-- Task goal --
Copy out the records below verbatim, starting with the line that contains "Place one pin on each instance of the boulder, positioned" and continuing through the end of the records, that line included.

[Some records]
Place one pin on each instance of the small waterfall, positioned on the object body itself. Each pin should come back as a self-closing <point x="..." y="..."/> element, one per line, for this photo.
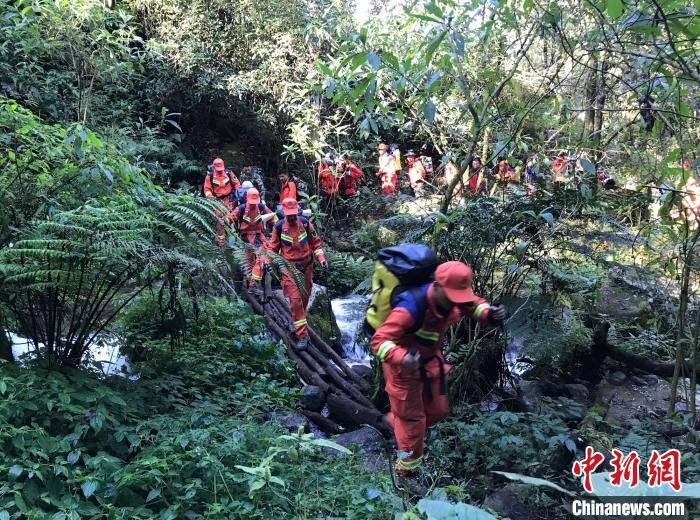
<point x="103" y="355"/>
<point x="349" y="314"/>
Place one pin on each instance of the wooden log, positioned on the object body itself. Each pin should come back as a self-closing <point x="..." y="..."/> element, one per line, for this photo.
<point x="308" y="375"/>
<point x="326" y="425"/>
<point x="339" y="361"/>
<point x="659" y="368"/>
<point x="351" y="414"/>
<point x="313" y="364"/>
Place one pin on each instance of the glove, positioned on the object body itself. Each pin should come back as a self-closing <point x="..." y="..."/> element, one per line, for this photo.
<point x="497" y="312"/>
<point x="410" y="362"/>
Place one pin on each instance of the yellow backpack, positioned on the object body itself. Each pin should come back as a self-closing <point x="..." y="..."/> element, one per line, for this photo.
<point x="398" y="269"/>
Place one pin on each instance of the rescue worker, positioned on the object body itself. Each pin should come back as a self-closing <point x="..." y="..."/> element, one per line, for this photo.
<point x="221" y="183"/>
<point x="559" y="168"/>
<point x="242" y="192"/>
<point x="249" y="224"/>
<point x="349" y="174"/>
<point x="288" y="188"/>
<point x="474" y="174"/>
<point x="253" y="174"/>
<point x="411" y="354"/>
<point x="297" y="241"/>
<point x="504" y="172"/>
<point x="328" y="181"/>
<point x="415" y="173"/>
<point x="387" y="171"/>
<point x="394" y="150"/>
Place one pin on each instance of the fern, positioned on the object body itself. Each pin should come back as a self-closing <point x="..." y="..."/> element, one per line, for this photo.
<point x="67" y="277"/>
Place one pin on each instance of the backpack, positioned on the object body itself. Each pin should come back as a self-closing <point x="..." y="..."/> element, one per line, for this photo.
<point x="428" y="165"/>
<point x="399" y="269"/>
<point x="241" y="195"/>
<point x="210" y="170"/>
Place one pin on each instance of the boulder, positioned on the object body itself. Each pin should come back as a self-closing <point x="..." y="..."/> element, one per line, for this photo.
<point x="645" y="380"/>
<point x="314" y="398"/>
<point x="617" y="378"/>
<point x="369" y="445"/>
<point x="291" y="421"/>
<point x="577" y="392"/>
<point x="362" y="370"/>
<point x="366" y="439"/>
<point x="321" y="318"/>
<point x="509" y="502"/>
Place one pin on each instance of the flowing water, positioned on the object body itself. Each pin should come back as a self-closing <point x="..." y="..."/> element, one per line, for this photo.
<point x="103" y="355"/>
<point x="349" y="314"/>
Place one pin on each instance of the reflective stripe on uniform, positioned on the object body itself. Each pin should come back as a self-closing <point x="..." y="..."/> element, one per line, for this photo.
<point x="384" y="349"/>
<point x="410" y="464"/>
<point x="428" y="335"/>
<point x="480" y="310"/>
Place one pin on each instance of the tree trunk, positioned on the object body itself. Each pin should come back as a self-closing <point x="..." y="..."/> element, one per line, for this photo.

-- Correct result --
Place one pin on each instance of the boulder, positioned on the object body itself. Each pin should come back as a self-closing <point x="..." y="..."/> element, one per line, for this photo.
<point x="645" y="380"/>
<point x="314" y="398"/>
<point x="617" y="378"/>
<point x="369" y="445"/>
<point x="291" y="421"/>
<point x="577" y="392"/>
<point x="362" y="370"/>
<point x="366" y="439"/>
<point x="321" y="318"/>
<point x="509" y="502"/>
Place one pin on each instance of the flowing water, positioned on the object body itself. Each pin should come back as a self-closing <point x="..." y="..."/> element, one per line, for this photo.
<point x="103" y="355"/>
<point x="349" y="314"/>
Place one pin on each instance of the reflective stripe on uniform, positioned on the object body itself. Each pin should come back as a self-closing <point x="..." y="..."/> element, one per line, for this photo.
<point x="384" y="349"/>
<point x="410" y="464"/>
<point x="428" y="335"/>
<point x="480" y="310"/>
Place one pin on each instance of the tree trunk, positioned on the object body itself. Each pin should come back as a self-closing <point x="..." y="..."/> element, one per line, for this photo.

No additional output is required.